● **Exercise aim**: Tally the lines in the material below that contain the string "building", treating case as significant. Reply with the number alone.
——————————
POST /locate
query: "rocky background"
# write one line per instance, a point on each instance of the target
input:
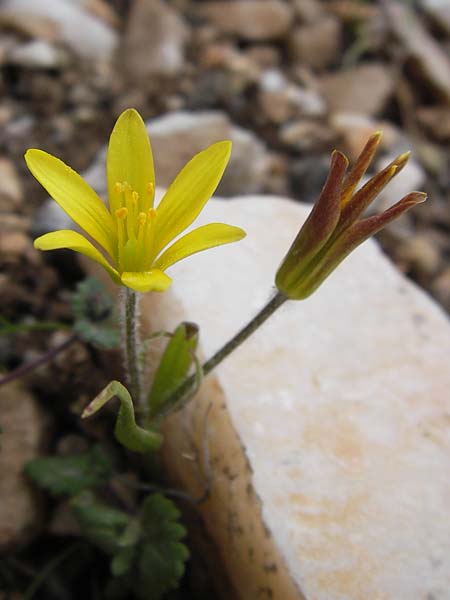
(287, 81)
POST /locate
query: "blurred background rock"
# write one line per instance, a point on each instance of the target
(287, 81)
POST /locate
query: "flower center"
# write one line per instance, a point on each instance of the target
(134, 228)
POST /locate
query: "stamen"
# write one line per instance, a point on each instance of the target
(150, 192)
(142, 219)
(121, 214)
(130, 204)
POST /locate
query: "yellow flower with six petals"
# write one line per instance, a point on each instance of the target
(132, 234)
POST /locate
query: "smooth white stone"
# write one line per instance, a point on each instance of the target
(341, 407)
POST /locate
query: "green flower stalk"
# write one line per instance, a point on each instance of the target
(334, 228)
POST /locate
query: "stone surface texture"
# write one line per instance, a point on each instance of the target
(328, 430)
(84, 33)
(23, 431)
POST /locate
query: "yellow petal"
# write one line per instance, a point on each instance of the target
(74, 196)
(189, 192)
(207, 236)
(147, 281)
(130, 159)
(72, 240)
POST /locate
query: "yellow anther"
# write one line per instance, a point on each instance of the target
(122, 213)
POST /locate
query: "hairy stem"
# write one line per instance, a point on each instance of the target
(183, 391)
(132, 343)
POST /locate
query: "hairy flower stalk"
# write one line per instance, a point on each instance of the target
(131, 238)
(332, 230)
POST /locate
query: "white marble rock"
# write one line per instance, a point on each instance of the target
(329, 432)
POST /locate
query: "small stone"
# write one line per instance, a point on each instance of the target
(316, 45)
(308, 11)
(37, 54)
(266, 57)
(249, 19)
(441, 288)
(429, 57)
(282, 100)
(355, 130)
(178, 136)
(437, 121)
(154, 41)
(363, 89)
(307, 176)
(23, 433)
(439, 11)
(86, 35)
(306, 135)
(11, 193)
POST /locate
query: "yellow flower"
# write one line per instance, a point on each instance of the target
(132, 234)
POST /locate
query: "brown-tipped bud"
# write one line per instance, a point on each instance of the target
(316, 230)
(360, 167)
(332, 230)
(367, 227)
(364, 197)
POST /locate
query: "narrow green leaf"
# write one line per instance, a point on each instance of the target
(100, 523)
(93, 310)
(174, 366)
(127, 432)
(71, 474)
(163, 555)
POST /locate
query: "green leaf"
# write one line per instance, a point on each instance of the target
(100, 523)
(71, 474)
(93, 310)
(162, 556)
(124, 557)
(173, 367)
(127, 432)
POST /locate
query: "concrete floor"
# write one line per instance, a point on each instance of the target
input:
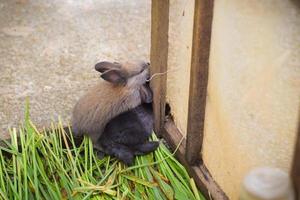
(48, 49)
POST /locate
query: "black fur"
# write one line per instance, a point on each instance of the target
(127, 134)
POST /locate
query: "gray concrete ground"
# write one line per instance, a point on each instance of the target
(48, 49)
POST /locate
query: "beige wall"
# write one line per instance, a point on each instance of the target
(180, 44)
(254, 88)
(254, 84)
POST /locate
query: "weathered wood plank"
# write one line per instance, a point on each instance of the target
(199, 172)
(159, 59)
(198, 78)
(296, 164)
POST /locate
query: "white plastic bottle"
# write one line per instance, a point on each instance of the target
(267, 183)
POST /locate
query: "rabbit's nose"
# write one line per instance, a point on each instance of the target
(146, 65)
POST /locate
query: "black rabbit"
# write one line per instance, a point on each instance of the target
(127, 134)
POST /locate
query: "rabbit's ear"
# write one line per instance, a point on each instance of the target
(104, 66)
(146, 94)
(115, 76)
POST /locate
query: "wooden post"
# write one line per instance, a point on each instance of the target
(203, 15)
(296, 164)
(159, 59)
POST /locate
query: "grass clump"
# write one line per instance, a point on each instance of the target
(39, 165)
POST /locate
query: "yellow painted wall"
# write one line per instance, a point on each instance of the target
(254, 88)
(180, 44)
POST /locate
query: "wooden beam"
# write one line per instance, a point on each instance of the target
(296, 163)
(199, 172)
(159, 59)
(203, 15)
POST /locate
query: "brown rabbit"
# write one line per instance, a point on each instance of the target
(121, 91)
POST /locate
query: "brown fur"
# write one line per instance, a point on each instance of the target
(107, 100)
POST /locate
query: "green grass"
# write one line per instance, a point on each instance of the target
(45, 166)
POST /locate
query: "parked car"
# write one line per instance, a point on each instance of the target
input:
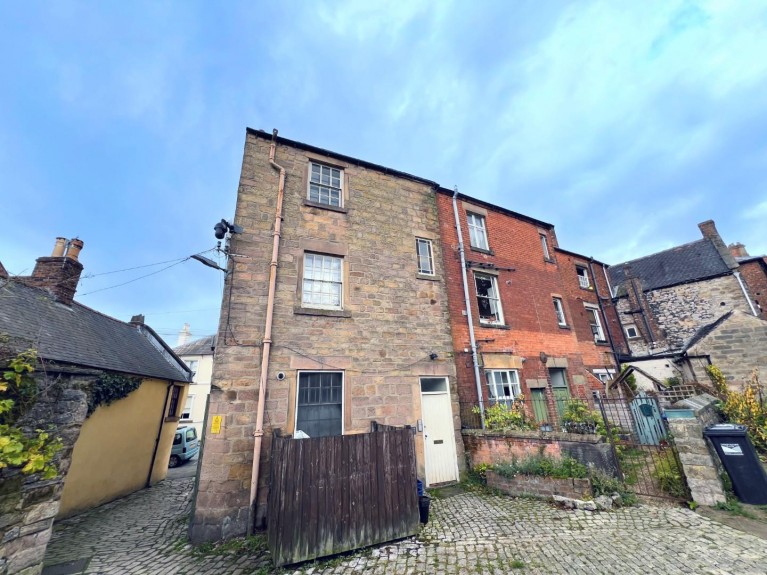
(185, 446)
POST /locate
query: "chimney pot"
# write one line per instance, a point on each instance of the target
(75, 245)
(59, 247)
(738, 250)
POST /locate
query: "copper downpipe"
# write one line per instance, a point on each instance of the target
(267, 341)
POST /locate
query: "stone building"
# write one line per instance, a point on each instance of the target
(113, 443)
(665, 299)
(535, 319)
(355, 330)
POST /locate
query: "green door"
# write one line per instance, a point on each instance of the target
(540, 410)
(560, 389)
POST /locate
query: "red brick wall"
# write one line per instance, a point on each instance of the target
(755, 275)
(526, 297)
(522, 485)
——————————
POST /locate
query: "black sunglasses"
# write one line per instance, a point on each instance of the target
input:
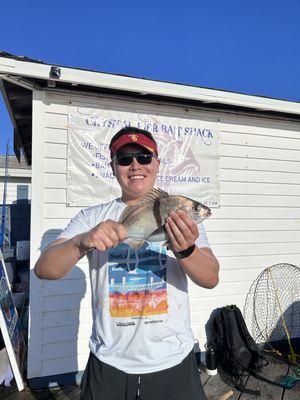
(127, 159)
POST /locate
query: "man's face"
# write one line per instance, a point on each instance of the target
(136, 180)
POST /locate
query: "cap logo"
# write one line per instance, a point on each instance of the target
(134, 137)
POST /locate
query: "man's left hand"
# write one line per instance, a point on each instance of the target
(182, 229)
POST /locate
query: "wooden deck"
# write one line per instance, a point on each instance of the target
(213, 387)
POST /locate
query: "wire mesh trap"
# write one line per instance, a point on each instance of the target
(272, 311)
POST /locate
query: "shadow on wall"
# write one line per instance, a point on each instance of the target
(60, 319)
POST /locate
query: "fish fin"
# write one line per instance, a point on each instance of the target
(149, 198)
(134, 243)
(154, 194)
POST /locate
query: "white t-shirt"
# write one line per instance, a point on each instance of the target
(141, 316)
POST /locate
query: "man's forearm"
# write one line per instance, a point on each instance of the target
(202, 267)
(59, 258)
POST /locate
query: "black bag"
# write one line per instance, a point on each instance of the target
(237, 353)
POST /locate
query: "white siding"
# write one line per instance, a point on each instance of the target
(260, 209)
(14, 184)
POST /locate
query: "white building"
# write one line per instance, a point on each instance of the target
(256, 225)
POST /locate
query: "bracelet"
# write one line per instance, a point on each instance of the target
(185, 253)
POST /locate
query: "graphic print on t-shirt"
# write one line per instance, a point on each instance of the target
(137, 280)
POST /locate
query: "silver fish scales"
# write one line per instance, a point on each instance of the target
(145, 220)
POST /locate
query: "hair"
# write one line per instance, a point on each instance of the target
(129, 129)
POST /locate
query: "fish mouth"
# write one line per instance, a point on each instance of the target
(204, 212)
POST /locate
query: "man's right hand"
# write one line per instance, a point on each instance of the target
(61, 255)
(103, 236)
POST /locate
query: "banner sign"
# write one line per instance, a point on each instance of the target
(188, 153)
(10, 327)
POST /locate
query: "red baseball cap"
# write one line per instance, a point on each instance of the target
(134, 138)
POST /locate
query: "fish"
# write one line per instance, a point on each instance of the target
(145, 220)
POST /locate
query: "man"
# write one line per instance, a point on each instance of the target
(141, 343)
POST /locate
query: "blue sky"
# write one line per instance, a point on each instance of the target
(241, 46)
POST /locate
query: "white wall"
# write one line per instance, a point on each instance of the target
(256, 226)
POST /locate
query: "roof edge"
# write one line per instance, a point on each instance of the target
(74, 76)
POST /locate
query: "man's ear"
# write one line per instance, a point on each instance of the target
——————————
● **Final result**: 2